● **Activity**: Without including any pictures, reproduce all the lines below word for word.

● **Given records**:
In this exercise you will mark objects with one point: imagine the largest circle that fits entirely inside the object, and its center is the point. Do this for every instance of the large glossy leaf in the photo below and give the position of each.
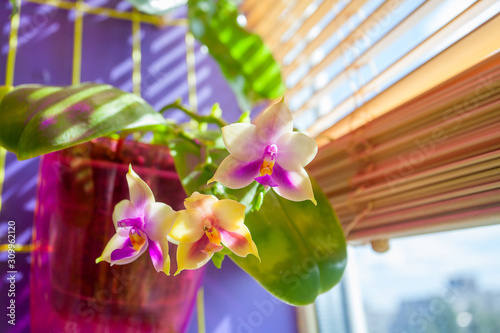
(245, 61)
(302, 246)
(36, 119)
(156, 7)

● **Completed exercise**:
In this exercise you will mark objects with one point: imagine the largest circle that fits entirely inside the object, and its center is the point. Do this for every instance of the large glossy leaf in the photo below and give the position of each.
(245, 61)
(302, 246)
(36, 119)
(156, 7)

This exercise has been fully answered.